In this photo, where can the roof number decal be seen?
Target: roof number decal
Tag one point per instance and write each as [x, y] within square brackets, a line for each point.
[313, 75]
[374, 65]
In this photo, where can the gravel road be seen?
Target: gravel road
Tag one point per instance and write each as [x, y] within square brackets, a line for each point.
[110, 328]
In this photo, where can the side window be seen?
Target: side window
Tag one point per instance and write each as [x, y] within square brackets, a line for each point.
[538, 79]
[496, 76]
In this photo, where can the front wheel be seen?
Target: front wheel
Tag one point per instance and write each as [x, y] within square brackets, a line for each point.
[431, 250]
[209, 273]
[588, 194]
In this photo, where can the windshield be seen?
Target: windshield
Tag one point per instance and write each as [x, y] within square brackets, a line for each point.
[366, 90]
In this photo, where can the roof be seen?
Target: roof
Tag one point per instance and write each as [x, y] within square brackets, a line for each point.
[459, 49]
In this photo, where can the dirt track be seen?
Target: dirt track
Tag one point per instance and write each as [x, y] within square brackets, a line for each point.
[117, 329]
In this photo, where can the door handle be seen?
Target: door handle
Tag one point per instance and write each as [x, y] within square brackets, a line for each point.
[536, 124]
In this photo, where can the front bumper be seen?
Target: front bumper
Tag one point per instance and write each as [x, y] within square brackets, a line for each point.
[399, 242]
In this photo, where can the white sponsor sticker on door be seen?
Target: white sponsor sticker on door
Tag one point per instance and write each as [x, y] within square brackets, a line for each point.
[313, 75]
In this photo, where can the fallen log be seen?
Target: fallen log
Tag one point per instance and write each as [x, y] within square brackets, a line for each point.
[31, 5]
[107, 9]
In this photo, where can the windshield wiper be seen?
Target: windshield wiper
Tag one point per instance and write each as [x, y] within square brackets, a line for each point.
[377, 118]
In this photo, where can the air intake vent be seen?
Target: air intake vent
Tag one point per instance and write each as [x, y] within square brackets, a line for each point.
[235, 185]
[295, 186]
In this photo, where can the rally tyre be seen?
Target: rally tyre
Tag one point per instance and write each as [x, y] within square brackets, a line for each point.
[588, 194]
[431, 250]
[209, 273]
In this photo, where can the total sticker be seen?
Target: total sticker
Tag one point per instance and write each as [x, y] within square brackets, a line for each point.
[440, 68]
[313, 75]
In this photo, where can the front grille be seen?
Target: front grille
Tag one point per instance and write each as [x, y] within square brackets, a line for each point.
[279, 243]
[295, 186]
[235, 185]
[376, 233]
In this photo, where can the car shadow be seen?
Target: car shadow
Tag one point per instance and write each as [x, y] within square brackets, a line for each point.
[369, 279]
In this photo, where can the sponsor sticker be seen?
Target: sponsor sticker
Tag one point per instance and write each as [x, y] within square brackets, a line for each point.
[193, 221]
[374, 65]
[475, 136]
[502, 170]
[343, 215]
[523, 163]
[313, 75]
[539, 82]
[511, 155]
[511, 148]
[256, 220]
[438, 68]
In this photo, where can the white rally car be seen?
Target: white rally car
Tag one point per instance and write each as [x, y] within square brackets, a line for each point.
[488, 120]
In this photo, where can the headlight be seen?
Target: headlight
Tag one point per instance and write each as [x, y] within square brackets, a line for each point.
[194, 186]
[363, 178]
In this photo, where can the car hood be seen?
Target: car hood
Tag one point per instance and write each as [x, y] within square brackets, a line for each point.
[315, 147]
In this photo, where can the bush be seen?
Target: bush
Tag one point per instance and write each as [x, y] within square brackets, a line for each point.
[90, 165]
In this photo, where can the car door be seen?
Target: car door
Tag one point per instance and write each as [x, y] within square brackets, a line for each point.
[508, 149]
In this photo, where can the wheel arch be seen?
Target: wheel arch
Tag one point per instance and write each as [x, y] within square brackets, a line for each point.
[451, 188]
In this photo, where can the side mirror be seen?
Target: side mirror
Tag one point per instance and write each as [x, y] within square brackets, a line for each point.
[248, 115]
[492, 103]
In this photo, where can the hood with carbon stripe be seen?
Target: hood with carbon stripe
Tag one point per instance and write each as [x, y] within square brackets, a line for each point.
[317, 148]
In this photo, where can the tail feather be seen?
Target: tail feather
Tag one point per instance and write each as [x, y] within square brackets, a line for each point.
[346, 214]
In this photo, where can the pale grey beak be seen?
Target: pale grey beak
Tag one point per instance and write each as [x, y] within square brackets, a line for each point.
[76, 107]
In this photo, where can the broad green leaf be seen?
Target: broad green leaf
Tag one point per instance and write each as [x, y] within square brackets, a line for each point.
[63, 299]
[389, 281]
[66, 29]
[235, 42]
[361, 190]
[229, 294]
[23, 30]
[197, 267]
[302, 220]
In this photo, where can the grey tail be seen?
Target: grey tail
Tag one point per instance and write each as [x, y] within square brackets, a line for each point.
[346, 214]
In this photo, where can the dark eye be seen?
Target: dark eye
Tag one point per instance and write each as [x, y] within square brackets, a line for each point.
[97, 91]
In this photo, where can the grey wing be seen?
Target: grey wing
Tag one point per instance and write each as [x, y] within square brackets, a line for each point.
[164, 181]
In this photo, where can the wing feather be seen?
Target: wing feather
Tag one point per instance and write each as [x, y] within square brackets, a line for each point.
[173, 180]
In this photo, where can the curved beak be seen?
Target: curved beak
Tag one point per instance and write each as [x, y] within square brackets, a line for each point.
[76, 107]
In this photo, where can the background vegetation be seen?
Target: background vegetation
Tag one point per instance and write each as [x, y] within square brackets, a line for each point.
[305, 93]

------

* What is being asked *
Output only an exact transcription of the lines above from the one with "Target: pale grey beak" up to and including the one with "Target: dark eye".

* Exercise response *
Target: pale grey beak
Tag one point per instance and write each as [x, y] within square brackets, a line for each point.
[76, 107]
In this photo, where can the broad green leaf be seen?
Target: broad green leaf
Tag one point per instance and write each as [x, y] within square brackets, a line for each point.
[63, 299]
[389, 281]
[66, 29]
[235, 42]
[361, 190]
[229, 294]
[23, 30]
[197, 267]
[302, 220]
In this photo, where can the grey tail be seen?
Target: grey tail
Tag one point per instance and write each as [x, y] within square brackets, a line for each point.
[346, 214]
In this photo, where can the dark eye be seen?
Target: dark eye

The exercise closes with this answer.